§ **Extrait**:
————————

De ce podcast très riche, on a fait une playlist loin d’être exhaustive, pour n’en pas dévoiler toutes les pépites, chaque morceau étant commenté par ceux qui les ont programmés dans un grand mix sans ordre ni chronologie. Alors, bon voyage dans la sono mondiale !
Laurie Anderson, O Superman
Thierry Planelle : “Un classique Nova ? Ça dépend vraiment des périodes, quelque part. Moi, je peux te dire que j’ai été marqué par le O Superman de Laurie Anderson par exemple. Pourquoi ? Parce que c’est un ovni, un truc qui tombait : j’ai pas compris d’où ça arrivait et en même temps la radio s’en est emparé pour en faire une signature.”
Talking Heads, Once In A Lifetime
Sébastien Boyer Chammard : “Je pense à un morceau qui symbolise vraiment bien cette radio parce qu’il fait le lien entre les années 1980 et 1990 : Talking Heads, Once In A Lifetime.”
Thierry Planelle : “David Byrne, il venait à Paris, il venait à la radio incognito et on lui faisait des cassettes. Il repartait avec les cassettes. Il arrivait, il allait voir Jean-François, et puis il descendait à la radio.”
Bonga, Mona Ki Ngi Xica
Loïc Dury : “Y a un morceau simple, c’est Bonga, Mona Ki Ngi Xica, ce morceau de Bonga, d’abord, c’est le premier morceau de world que j’ai programmé. Ce morceau me pète la tête direct. Pour moi, Bonga, c’était crossover et en même temps c’était super roots.”
Funky Shammy, My Shammy Six
Benoit de Vilmorin : “C’est un morceau, je sais plus comment j’ai trouvé le skeud. Est-ce que c’est Bintou [Simporé, lire ci-dessous] qui me l’a filé ou est-ce que… ? C’était un mini CD présenté dans une pochette genre plastique et carton, le morceau fait 16 minutes 50 et moi je l’avais réduit à trois minutes. Dès que ça passait à l’antenne, le standard explosait, les mecs voulaient savoir ce que c’était, on n’a jamais pu savoir parce que c’était marqué en japonais. Tout ça, pour moi, c’est typiquement Nova, c’est-à-dire que c’est le truc qui sort de nulle part, tu le mets à l’antenne et, tout à coup, c’est l’explosion.”
Brigitte Fontaine, Comme à la radio
Laurent Garnier : “Y a un morceau de Brigitte Fontaine que j’ai jamais retrouvé. Je l’ai entendu un jour, j’étais en bagnole, j’écoutais Nova et y a des espèces de bruits d’animaux au début, quand je suis arrivé à la prog’, je me suis fait tout ce qu’il y avait dans l’ordi qui tournait à l’époque et tout ce qu’il y avait au placard. Donc j’ai dû écouter, je sais pas un millier de morceaux pour retrouver ce putain de morceau de Brigitte Fontaine que je n’ai jamais retrouvé.”

————————

§ **Documents sources**:
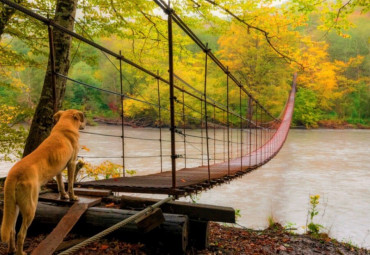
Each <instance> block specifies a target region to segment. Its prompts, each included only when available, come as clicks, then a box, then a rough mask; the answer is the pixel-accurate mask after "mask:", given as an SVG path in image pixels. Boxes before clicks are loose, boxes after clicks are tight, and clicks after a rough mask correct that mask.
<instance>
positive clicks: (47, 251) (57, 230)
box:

————————

§ **À faire**:
1. Dans l'extrait sur la playlist de Nova, pourquoi Thierry Planelle a-t-il été marqué par O Superman de Laurie Anderson ? Répondez en une à trois phrases.
2. Reprenez l'extrait sur la playlist de Nova juste après sa dernière phrase.
Les lignes ne servent pas ici.

§ **Réponses données**:
1. Pour lui, c'était un ovni, un morceau tombé de nulle part dont il ne comprenait pas l'origine. En même temps, la radio s'en est emparée pour en faire une signature.

2.
Ziad Rahbani, Abu Ali
Loïc Dury : “Y a un autre morceau qui symbolise Nova, mais c’est l’anecdote que j’aime sur ce morceau, c’est Ziad Rahbani, Abu Ali. Un jour, Jean-François arrive avec une bande. Y a juste marqué Abu Ali et il nous fait écouter cette bande. On devient comme fous, c’est une espèce de funk arabisant et tout, et on appelle ça Shaft à Beyrouth. On n’a aucune idée de ce que c’est que ce disque.”
Gang Starr, Full Clip
Maxime Guiguet : “Dans le rayon hip-hop, j’irais chercher un morceau de Gang Starr, Full Clip, produit par DJ Premier. À l’époque, c’était à l’antenne, c’est le morceau qui nous faisait lever les bras quand on allait en soirée et puis c’est un morceau qu’on entendait à la radio. Il matchait parfaitement avec le son Nova.”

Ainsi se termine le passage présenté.